------ Document extract

SFU mathematician finding new insights on evolution through the lens of infectious disease

November 18, 2022

Evolution has produced a wealth of biological diversity in the natural world. Underneath that diversity, Ailene MacPherson sees a complex web of interactions that can be described with mathematical models.

In her role as Assistant Professor at SFU Mathematics and Canada Research Chair of Theoretical Evolutionary Epidemiology, she is working to develop population genetic models to better understand how infectious diseases interact with their hosts.

Her recent research evaluates multiple models used to track the evolution of species and finds that all biological diversity can be described with the same mathematical models. Unifying these frameworks can help us understand past extinctions and earth’s biodiversity; and can inform conservation and public health policies to slow the spread of infectious diseases.

“Mathematics is foundational to our understanding of evolutionary biology,” MacPherson explains. “Theoretical models help us synthesize the genetic, evolutionary, and ecological dynamics that create and maintain biodiversity.”

She first realized mathematics’ potential to describe the natural world during her undergraduate studies. While examining how lizards at White Sands National Monument had evolved a white colouration to avoid predators, she developed a population genetic model of lizard evolution. “I was hooked,” she says.

While at SFU, MacPherson has turned her attention toward modelling the complex interactions between infectious diseases and their hosts. “Infectious diseases are important biologically but also have the potential to be a rich source of knowledge about evolutionary biology as a whole. To do so, however, we must develop a whole new theory and set of methods, re-evaluating long-standing assumptions and constructing new hypotheses.”

------------
------ Given information

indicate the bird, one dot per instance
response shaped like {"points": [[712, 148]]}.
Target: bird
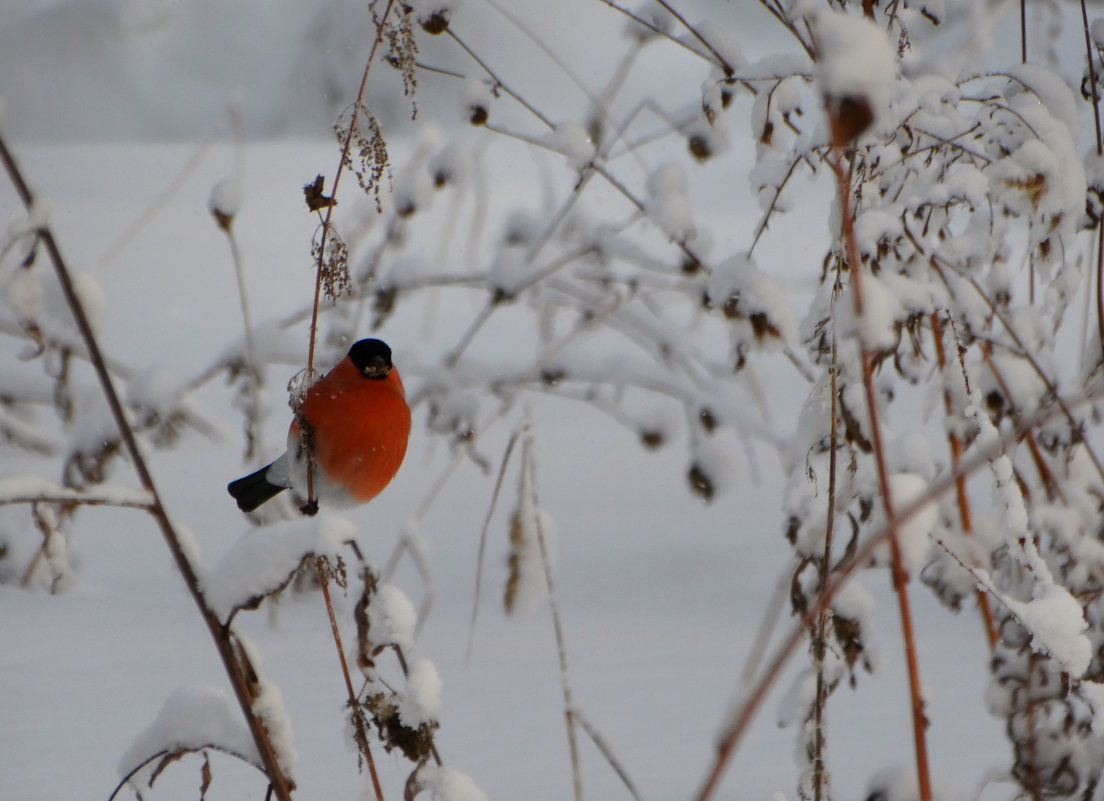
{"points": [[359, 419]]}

------------
------ Given information

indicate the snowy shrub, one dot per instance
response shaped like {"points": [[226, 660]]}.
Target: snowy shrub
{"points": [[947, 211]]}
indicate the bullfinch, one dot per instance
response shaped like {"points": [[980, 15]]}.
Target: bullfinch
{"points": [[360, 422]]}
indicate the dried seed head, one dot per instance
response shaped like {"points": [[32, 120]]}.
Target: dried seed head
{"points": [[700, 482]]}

------------

◆ **Work task A**
What position does the article on Ailene MacPherson say she holds alongside her professorship at SFU Mathematics?
◆ **Work task B**
Do these statements agree with the article on Ailene MacPherson? Answer yes or no for each and quote the words that decide it.
(i) MacPherson is an Associate Professor at SFU Mathematics.
(ii) The lizards she studied as an undergraduate had become white to avoid predators.
(iii) Her recent research finds that different kinds of biological diversity need different mathematical models.
◆ **Work task C**
Continue the article on Ailene MacPherson from its final sentence.

◆ **Answer box A**
Canada Research Chair of Theoretical Evolutionary Epidemiology.

◆ **Answer box B**
(i) No: "Assistant Professor at SFU Mathematics"
(ii) Yes: "had evolved a white colouration to avoid predators"
(iii) No: "all biological diversity can be described with the same mathematical models"

◆ **Answer box C**
One of these assumptions is the Red Queen hypothesis, which maintains that species must continually evolve and proliferate to compete with coexisting species in order to avoid extinction.

“During my PhD, I developed a mathematical model showing that despite its widespread acceptance, the Red Queen hypothesis is not, in fact, true,” MacPherson says. “This has widespread implications for our understanding of the natural world and the role of species interactions in that world.”

In her current research program she is working to develop methods for robustly estimating infectious disease dynamics from viral genomic data, and develop statistical inference methods to examine coevolution between hosts and infectious pathogens. Better modeling of these dynamics will help to inform new strategies for public health and conservation.

“I love how the lines between math and biology blur,” she says. “When I am working on math I am imagining biology and when I read about biology I visualize it as a mathematical model. When I can no longer tell the two apart is when I am happiest.”